WHAT THE TASK REQUIRES
Report how many lines in the rows below contain the word "water". Give only the number.
** start GIVEN RECORDS **
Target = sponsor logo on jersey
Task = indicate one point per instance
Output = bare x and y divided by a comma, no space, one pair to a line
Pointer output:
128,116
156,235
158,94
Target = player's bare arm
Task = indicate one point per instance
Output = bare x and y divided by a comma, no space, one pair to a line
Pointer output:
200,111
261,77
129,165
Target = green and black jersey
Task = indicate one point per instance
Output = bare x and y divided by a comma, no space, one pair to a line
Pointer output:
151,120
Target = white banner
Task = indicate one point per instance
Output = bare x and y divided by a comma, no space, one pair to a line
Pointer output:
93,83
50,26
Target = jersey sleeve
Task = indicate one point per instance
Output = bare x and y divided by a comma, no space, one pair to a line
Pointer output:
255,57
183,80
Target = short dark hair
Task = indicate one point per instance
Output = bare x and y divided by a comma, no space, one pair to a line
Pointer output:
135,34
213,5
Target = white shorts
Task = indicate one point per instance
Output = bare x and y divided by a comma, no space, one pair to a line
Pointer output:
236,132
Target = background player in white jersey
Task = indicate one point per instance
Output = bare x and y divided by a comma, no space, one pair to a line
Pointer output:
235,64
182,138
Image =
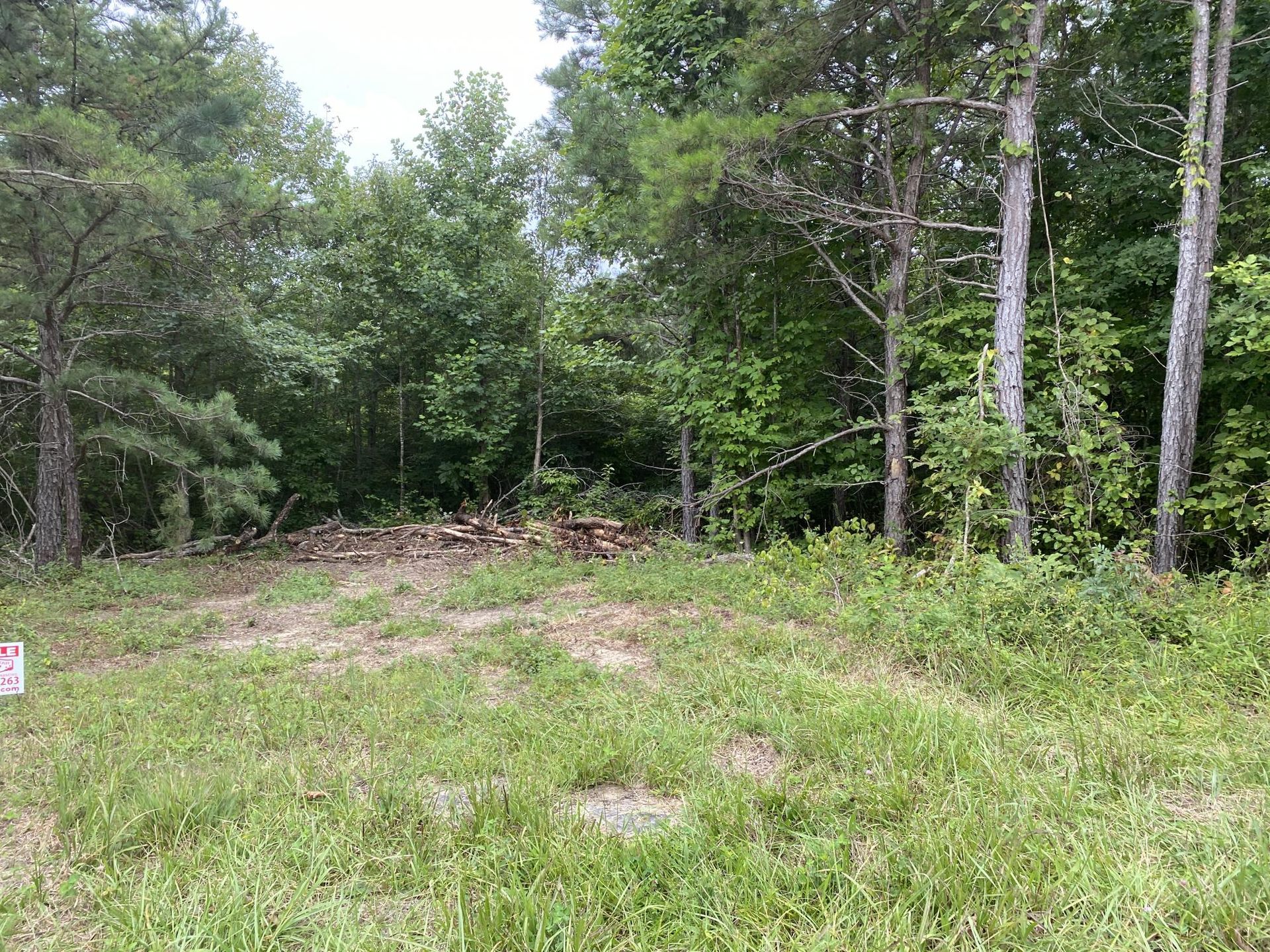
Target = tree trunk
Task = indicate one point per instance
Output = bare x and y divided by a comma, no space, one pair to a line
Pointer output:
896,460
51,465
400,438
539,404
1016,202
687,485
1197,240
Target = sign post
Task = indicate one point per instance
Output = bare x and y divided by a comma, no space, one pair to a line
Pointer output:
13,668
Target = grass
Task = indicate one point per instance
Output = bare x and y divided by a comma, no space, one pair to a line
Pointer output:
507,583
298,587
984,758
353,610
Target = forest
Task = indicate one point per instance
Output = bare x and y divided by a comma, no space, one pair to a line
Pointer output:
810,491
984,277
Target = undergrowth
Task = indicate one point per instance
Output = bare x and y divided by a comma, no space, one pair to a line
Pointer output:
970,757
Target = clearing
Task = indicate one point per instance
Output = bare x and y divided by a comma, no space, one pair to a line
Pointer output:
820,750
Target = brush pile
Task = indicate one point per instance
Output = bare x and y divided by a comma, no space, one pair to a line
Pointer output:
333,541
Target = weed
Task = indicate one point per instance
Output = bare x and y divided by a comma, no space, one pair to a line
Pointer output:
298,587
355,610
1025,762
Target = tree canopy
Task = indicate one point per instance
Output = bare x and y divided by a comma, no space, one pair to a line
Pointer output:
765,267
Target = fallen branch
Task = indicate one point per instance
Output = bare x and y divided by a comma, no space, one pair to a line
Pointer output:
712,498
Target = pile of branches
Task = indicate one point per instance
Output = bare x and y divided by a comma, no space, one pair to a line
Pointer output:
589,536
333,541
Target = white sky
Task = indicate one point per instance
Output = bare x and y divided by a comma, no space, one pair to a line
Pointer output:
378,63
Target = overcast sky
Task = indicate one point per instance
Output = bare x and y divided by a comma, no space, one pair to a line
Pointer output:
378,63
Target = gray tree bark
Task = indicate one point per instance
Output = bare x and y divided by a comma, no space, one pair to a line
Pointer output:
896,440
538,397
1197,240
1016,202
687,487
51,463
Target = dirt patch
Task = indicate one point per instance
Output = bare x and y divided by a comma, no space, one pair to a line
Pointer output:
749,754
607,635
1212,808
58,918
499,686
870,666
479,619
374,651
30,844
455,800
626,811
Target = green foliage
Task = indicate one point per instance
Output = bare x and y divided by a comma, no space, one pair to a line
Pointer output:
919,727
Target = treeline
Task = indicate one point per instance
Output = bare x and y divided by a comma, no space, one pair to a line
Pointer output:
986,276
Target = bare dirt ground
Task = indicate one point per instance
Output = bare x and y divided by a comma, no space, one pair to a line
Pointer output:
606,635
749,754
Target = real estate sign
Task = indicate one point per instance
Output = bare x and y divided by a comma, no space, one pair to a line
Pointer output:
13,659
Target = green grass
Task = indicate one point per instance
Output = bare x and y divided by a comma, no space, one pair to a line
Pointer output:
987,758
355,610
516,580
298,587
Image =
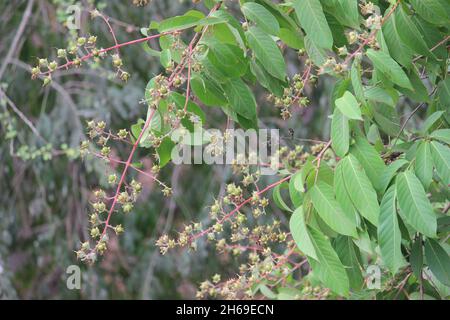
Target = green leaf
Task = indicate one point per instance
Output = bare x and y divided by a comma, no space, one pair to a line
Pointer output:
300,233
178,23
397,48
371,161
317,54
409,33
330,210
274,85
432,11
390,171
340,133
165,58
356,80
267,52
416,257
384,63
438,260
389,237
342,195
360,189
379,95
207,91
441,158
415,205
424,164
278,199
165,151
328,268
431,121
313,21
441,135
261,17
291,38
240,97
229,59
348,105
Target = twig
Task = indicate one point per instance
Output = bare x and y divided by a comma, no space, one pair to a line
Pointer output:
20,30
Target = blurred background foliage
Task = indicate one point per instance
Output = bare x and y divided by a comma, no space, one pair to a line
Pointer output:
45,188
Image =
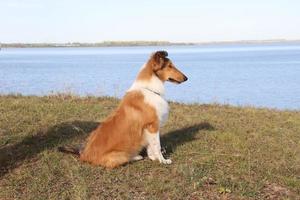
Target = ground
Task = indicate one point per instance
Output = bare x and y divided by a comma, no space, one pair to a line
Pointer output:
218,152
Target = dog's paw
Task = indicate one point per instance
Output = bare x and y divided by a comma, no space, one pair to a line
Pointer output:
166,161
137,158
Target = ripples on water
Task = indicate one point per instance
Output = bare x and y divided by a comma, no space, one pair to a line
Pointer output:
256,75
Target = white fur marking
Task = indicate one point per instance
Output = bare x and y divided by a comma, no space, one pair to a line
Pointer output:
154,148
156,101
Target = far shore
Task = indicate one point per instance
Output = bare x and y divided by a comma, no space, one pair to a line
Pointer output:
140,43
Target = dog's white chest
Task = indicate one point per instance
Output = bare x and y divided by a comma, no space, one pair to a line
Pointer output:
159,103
** end GIVEN RECORDS **
** start GIVEN RECORDS **
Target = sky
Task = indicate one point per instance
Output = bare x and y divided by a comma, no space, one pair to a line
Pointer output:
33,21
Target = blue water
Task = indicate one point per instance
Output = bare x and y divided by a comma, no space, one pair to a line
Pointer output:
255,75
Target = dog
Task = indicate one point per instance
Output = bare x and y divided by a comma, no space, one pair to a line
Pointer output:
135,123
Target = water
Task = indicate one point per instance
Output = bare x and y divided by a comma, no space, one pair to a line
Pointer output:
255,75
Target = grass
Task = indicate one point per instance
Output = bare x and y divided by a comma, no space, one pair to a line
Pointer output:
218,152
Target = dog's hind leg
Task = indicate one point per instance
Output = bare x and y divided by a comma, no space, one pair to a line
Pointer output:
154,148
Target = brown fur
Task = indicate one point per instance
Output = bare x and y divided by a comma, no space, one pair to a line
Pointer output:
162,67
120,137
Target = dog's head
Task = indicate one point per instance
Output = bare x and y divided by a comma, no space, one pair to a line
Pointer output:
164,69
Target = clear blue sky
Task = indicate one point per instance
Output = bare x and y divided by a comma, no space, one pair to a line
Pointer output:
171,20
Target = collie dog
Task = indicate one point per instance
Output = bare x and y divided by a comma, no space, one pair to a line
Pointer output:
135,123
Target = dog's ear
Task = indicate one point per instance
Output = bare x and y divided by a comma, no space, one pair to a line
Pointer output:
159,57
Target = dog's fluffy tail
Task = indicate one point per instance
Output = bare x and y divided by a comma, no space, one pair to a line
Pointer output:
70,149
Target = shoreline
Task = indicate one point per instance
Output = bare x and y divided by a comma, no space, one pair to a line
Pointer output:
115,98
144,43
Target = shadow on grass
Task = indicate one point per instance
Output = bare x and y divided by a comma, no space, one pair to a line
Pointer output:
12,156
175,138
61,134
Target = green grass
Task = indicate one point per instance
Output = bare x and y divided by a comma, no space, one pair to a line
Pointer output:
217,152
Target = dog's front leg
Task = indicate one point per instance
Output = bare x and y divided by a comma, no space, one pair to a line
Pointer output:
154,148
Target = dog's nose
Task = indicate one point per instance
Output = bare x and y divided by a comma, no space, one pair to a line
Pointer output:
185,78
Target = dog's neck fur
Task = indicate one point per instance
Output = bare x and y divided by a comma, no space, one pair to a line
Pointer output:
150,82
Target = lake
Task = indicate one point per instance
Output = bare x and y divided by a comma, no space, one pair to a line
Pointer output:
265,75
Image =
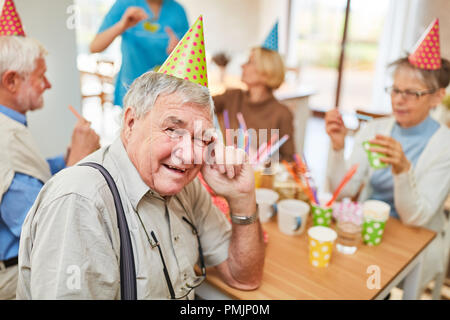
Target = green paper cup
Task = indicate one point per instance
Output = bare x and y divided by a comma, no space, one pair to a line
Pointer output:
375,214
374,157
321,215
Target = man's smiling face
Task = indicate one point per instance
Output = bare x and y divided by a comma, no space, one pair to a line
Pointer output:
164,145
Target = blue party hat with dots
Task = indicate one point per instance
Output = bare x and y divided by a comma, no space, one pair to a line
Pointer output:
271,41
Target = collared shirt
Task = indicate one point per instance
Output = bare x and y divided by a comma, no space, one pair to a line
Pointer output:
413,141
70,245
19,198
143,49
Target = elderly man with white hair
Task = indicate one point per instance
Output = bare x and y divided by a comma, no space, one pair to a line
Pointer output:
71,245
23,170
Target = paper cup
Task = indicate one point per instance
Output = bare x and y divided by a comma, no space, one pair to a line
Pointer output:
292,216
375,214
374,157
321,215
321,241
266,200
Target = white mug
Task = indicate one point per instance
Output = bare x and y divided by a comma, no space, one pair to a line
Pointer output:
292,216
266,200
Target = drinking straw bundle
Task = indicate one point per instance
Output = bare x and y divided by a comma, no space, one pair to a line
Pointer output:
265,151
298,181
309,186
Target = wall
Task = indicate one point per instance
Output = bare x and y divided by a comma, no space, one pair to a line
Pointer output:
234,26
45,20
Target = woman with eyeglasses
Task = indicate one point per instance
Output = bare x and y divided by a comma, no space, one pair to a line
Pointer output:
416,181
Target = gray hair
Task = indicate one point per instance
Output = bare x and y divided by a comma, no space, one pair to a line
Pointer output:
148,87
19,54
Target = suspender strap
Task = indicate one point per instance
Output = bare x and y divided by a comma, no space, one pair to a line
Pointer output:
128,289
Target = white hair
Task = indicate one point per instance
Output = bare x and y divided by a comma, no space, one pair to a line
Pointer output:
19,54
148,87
** end GIVEN RECORDS **
** start GIVEN RECORDS **
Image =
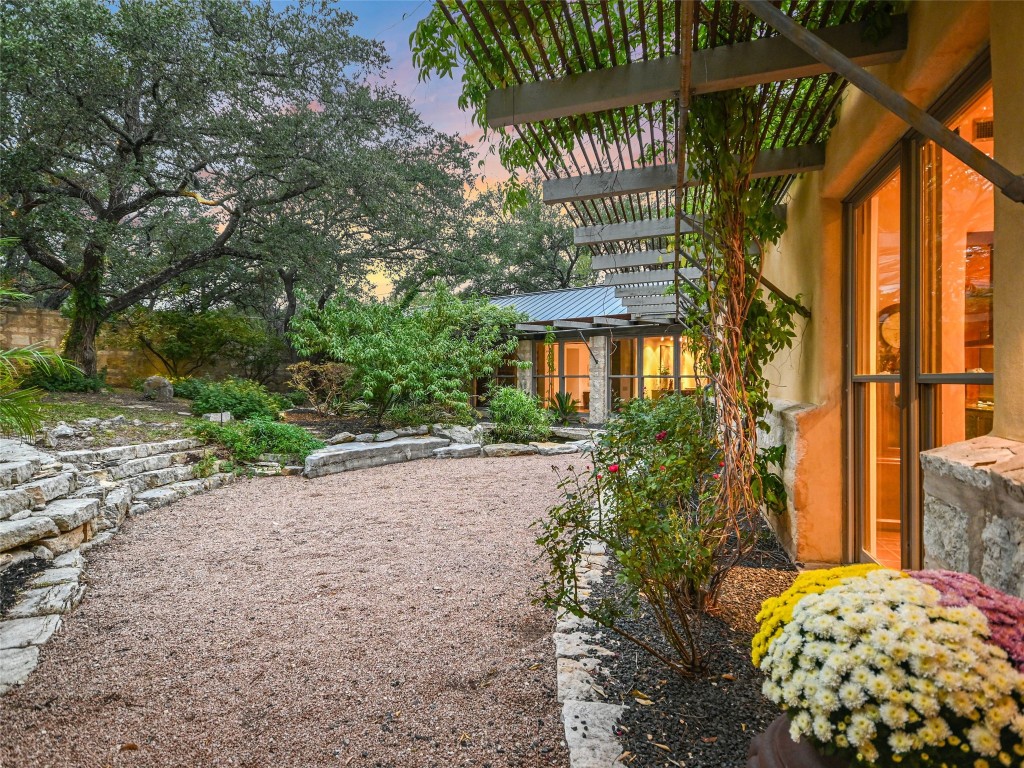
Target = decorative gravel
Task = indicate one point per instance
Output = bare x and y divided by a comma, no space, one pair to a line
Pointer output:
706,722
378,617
** end GIVEN RECORDS **
EXPECTED OUTPUT
3